**Quoted passage**
—————
When it comes to Alzheimer’s, this Georgia teen has done his homework

By Sharna Fulton

Imagine a typical high school junior and you might picture a teenager taking classes and spending time with friends. He or she might play sports or belong to a school club as they’re starting to think about a job or where to go to college when they graduate.

What might not come to mind is a young man who spends his free time as a youth advocate, and someone who already has a platform to make a difference on behalf of the Alzheimer’s Association.

Khidhr at the Atlanta office of the Alzheimer’s Association

But then again, Khidhr Kotaria is not your average 11th grader. A student at Peachtree Ridge High School in Gwinnett County, Khidhr’s family moved from Kenya to the United States four years ago to provide him with a better education. The plan is evidently working. Aside from taking AP classes, he’s already accomplishing goals beyond his years. Khidhr has big plans for the future, too with his sights set on studying neuroscience at Dartmouth, going to med school and eventually becoming a health correspondent for the United Nations.
—————
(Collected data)
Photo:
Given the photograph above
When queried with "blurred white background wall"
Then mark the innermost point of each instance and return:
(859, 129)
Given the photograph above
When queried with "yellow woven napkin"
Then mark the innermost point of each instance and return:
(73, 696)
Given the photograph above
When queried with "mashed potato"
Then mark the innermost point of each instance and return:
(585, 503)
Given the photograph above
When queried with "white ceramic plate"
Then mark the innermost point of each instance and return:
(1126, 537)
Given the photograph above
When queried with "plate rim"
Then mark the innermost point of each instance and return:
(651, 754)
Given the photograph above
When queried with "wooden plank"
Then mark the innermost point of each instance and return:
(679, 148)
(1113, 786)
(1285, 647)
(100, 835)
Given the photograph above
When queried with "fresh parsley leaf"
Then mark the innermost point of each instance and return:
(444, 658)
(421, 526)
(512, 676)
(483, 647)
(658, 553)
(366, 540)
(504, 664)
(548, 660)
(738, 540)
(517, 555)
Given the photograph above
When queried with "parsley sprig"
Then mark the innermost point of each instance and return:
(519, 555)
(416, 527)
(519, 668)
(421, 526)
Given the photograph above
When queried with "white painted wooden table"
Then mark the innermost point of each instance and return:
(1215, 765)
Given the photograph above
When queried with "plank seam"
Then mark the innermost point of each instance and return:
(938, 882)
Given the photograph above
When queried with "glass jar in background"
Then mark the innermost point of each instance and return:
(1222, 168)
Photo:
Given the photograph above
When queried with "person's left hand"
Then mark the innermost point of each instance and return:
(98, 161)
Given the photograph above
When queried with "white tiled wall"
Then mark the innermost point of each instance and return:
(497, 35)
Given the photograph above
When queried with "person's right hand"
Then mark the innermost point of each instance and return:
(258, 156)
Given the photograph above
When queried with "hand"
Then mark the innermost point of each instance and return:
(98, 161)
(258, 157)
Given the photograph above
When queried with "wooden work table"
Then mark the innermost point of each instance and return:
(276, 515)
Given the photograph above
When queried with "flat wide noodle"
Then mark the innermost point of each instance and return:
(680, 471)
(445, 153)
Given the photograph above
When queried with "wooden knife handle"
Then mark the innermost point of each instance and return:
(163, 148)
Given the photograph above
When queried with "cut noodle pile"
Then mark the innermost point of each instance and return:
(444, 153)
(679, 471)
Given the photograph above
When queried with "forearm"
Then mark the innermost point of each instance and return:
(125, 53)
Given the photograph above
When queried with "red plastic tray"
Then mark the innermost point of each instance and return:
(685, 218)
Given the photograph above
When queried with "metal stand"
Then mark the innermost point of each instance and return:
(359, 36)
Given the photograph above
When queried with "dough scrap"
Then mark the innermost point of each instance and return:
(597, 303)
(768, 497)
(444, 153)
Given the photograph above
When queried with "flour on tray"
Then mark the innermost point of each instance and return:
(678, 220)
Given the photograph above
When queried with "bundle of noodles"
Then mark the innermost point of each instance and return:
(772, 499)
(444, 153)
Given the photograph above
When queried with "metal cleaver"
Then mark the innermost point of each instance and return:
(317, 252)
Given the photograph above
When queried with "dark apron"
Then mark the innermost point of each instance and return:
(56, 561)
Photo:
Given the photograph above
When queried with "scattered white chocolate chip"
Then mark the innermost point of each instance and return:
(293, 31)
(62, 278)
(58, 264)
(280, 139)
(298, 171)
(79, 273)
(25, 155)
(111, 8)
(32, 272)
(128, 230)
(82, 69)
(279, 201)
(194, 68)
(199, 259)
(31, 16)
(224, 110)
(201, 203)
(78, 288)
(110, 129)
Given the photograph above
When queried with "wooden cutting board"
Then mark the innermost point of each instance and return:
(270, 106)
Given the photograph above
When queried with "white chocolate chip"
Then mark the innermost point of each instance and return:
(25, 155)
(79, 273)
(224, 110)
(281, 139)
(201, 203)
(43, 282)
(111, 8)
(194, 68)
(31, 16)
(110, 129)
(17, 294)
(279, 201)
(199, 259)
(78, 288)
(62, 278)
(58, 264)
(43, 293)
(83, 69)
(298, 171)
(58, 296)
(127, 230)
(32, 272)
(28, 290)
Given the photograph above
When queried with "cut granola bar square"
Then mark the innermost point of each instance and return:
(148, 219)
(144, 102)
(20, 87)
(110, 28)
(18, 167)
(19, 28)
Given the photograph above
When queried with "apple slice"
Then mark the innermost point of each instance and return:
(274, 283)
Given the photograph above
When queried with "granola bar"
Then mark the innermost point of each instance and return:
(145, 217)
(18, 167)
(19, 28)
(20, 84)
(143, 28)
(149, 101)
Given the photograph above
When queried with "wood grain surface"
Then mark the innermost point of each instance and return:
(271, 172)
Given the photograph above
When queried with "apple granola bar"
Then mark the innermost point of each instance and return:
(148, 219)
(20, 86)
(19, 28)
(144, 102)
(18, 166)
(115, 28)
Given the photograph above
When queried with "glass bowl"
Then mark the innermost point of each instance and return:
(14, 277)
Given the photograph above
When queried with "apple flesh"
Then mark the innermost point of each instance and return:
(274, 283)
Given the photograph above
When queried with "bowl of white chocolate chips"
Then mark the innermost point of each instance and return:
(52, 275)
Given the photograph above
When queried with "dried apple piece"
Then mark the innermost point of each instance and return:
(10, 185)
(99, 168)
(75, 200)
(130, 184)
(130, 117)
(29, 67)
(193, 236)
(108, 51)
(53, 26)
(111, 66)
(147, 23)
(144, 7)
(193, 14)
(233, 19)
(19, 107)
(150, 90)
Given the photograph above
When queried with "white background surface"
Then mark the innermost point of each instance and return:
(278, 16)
—————
**Task directions**
Extend the article about the Georgia teen and Alzheimer's advocacy, picking up after its last sentence.

**Response to this exercise**
As for Khidhr’s current mission, he’s helping the fight against Alzheimer’s. After seeing the movie, “Gifted Hands,“ he became interested in neurology. That led him to volunteer for the Alzheimer’s Association and create the first youth movement against the leading type of dementia in Georgia. “Adults sometimes recognize youth as being selfish and not having a global perspective,” says Kotaria. “When we’re able to speak out against this disease, it makes an impact. Our voice means a lot.”

Kotaria is so passionate about the mission of the Alzheimer’s Association, he’s recruited fellow students to join his chapter, Youth Movement Against Alzheimer’s Chapter (YMAA). The group recently met with state legislatures at the Alzheimer’s Awareness Day at the State Capitol.

Khidhr started volunteering for the Alzheimer’s Association Georgia Chapter almost a year ago. An articulate and persuasive speaker with a wide vocabulary, he first worked as a community educator to provide individuals with local resources and information about the disease. Today, he serves on the advocacy side as a Youth Advocate for the D07 congressional team.

So, what exactly does he like about being a volunteer for the Alzheimer’s Association?

“I enjoy knowing I’m helping to impact society and influence millions of lives that suffer from the disease.”